Objetivo do exercício: Copie na íntegra o excerto sobre a crise da restauração, sem alterar nenhuma palavra nem sinal de pontuação.

Excerto a ler:
━━━━━━━━━━━━━━━━
Já se perderam muitos postos de trabalho. Quer pela diminuição do fluxo de turistas estrangeiros, quer pelas medidas de restrição à actividade dos estabelecimentos, quer pela perda de rendimentos da generalidade da população. Em rigor, os pequenos restaurantes que servem almoços a 6€ a diária (que é o que os salários em Portugal permitem, e mal) que servem muitos dos trabalhadores das cidades, só eram viáveis com uma sobre-carga incrível de trabalho, produtos importados mais baratos mas com um grande custo ambiental, com alguma fuga aos impostos, e com os próprios proprietários e família a não se poderem dar ao luxo de não trabalhar também. É compreensível que quem está farto de trabalhar muito por um salário de miséria, queira abrir uma casa e pelo menos deixar de ser mandado por outros. Mas isso só é viável à custa de muita exploração, ainda que acompanhada de trabalho dos próprios. Pelo que a solução para esta crise da restauração, deve ser, por um lado, feita de medidas emergenciais que apoiem os pequenos negócios. Mas também por políticas de fundo que os ajudem a reconverter-se de forma sustentável, respeitando quem trabalha no sector.

Achamos importante que se lute para manter as empresas que são viáveis. Mas é inegável que o sector vivia numa bolha especulativa dependente do aumento cada vez maior do turismo, e que isso não vai voltar tão depressa. A ser gasto dinheiro do Estado, este deve ser pago directamente aos indivíduos, não às empresas. Nenhum trabalhador, nem nenhum proprietário que não tenha capital acumulado (que é o que são os Ferraris dos chef’s super-estrelas, anos de “trabalho” de outrém amealhado), deve ficar sem apoio. Não se pode entregar dinheiro aos empresários para que estes depois decidam se despedem ou não: os apoios devem garantir os postos de trabalho. Por mais que oiçamos o quanto custa a alguns empresários com mais coração despedir um trabalhador, não esqueçamos que custa mais, muito mais, ser despedido, com filhos para criar, num país onde a precariedade é regra e tanta gente está fora dos critérios para receber subsídio de desemprego. Rechacemos a ideia de que “se soubesses quanto custa mandar, escolhias toda a vida obedecer”, que deixou raízes profundas em 48 anos de ditadura.
━━━━━━━━━━━━━━━━
Linhas fornecidas:
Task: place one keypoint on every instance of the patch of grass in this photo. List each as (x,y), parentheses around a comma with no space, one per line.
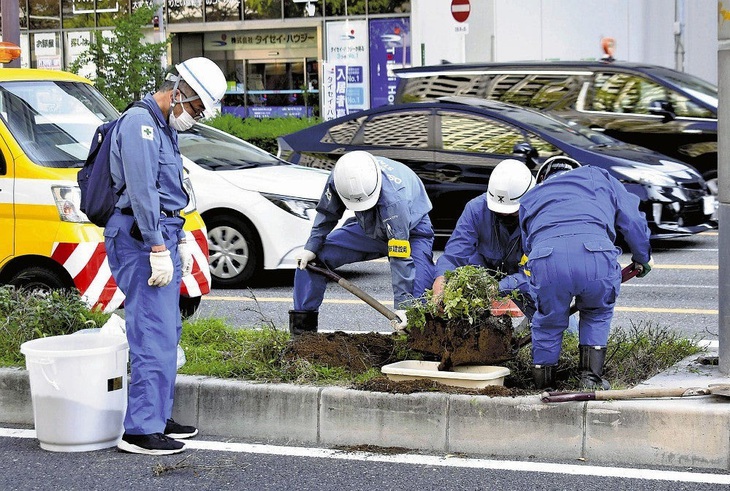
(216,349)
(25,316)
(634,354)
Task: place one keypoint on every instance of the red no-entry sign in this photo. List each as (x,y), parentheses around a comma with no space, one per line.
(460,10)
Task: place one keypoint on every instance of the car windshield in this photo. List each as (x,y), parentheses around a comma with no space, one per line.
(53,121)
(701,89)
(563,130)
(215,150)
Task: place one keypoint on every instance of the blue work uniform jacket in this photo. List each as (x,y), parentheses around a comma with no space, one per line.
(401,207)
(587,200)
(145,156)
(480,239)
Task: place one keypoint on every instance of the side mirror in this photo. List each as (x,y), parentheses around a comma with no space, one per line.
(528,153)
(663,109)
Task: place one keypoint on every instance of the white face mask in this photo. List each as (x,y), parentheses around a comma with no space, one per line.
(182,123)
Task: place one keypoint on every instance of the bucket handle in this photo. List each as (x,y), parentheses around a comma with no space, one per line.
(43,362)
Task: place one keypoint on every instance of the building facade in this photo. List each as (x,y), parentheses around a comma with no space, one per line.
(331,57)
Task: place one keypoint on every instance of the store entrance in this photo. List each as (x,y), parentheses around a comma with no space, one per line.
(275,88)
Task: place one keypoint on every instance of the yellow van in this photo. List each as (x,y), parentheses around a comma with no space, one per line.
(47,119)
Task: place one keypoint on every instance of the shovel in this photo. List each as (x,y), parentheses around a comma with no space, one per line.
(329,274)
(649,392)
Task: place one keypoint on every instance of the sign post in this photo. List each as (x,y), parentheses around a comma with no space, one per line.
(460,10)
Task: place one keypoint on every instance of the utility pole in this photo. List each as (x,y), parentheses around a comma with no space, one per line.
(11,26)
(723,170)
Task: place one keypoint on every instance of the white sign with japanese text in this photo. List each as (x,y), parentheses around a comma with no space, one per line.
(348,52)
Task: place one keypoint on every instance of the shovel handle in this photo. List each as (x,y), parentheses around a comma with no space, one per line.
(362,295)
(614,395)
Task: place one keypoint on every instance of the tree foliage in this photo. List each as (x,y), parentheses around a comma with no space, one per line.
(126,67)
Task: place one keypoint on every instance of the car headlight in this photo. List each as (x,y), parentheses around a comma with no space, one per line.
(296,206)
(68,202)
(192,204)
(645,176)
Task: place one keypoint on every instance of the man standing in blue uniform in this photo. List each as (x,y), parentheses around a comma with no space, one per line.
(488,234)
(145,245)
(569,222)
(391,220)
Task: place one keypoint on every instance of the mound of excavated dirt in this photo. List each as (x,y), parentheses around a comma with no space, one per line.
(489,340)
(361,352)
(355,352)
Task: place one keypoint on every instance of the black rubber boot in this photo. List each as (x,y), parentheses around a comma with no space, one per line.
(301,321)
(544,376)
(590,365)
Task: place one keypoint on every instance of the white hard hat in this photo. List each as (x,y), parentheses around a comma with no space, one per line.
(558,163)
(205,78)
(509,181)
(358,180)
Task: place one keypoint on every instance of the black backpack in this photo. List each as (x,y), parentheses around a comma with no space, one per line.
(95,179)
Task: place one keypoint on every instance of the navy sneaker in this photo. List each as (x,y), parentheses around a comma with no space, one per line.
(154,444)
(176,430)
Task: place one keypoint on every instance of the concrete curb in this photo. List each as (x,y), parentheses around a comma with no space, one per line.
(691,432)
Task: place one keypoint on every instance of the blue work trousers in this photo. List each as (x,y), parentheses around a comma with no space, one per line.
(153,323)
(584,267)
(349,244)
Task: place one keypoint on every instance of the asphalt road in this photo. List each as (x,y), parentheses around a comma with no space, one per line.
(680,293)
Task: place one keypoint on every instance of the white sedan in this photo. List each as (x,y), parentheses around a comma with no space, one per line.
(258,209)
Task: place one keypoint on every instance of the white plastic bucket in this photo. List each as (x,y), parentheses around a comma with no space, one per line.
(78,385)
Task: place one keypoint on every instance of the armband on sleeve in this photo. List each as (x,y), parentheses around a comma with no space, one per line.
(399,248)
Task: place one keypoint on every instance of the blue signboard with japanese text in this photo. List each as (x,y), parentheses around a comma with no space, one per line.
(390,48)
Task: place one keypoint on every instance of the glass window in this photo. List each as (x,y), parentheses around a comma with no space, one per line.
(108,12)
(300,10)
(222,10)
(54,121)
(23,15)
(388,6)
(544,148)
(343,133)
(184,11)
(44,14)
(465,133)
(218,151)
(343,7)
(626,93)
(408,129)
(262,9)
(78,13)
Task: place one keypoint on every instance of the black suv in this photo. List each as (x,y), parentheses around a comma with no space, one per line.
(655,107)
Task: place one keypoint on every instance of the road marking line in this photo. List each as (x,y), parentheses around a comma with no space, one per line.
(360,302)
(443,461)
(667,311)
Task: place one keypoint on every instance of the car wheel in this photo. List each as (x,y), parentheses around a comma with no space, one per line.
(234,251)
(712,182)
(188,306)
(38,279)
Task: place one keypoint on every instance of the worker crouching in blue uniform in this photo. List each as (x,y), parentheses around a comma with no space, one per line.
(391,220)
(569,222)
(487,233)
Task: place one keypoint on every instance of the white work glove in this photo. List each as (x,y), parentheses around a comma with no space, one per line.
(643,268)
(162,268)
(305,257)
(401,322)
(186,259)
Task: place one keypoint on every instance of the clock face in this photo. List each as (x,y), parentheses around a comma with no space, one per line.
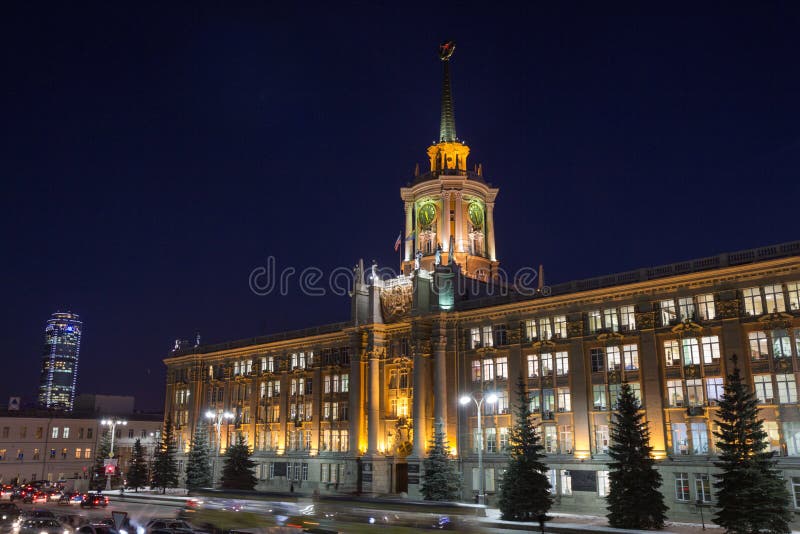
━━━━━━━━━━━━━━━━
Resultado final:
Já se perderam muitos postos de trabalho. Quer pela diminuição do fluxo de turistas estrangeiros, quer pelas medidas de restrição à actividade dos estabelecimentos, quer pela perda de rendimentos da generalidade da população. Em rigor, os pequenos restaurantes que servem almoços a 6€ a diária (que é o que os salários em Portugal permitem, e mal) que servem muitos dos trabalhadores das cidades, só eram viáveis com uma sobre-carga incrível de trabalho, produtos importados mais baratos mas com um grande custo ambiental, com alguma fuga aos impostos, e com os próprios proprietários e família a não se poderem dar ao luxo de não trabalhar também. É compreensível que quem está farto de trabalhar muito por um salário de miséria, queira abrir uma casa e pelo menos deixar de ser mandado por outros. Mas isso só é viável à custa de muita exploração, ainda que acompanhada de trabalho dos próprios. Pelo que a solução para esta crise da restauração, deve ser, por um lado, feita de medidas emergenciais que apoiem os pequenos negócios. Mas também por políticas de fundo que os ajudem a reconverter-se de forma sustentável, respeitando quem trabalha no sector.

Achamos importante que se lute para manter as empresas que são viáveis. Mas é inegável que o sector vivia numa bolha especulativa dependente do aumento cada vez maior do turismo, e que isso não vai voltar tão depressa. A ser gasto dinheiro do Estado, este deve ser pago directamente aos indivíduos, não às empresas. Nenhum trabalhador, nem nenhum proprietário que não tenha capital acumulado (que é o que são os Ferraris dos chef’s super-estrelas, anos de “trabalho” de outrém amealhado), deve ficar sem apoio. Não se pode entregar dinheiro aos empresários para que estes depois decidam se despedem ou não: os apoios devem garantir os postos de trabalho. Por mais que oiçamos o quanto custa a alguns empresários com mais coração despedir um trabalhador, não esqueçamos que custa mais, muito mais, ser despedido, com filhos para criar, num país onde a precariedade é regra e tanta gente está fora dos critérios para receber subsídio de desemprego. Rechacemos a ideia de que “se soubesses quanto custa mandar, escolhias toda a vida obedecer”, que deixou raízes profundas em 48 anos de ditadura.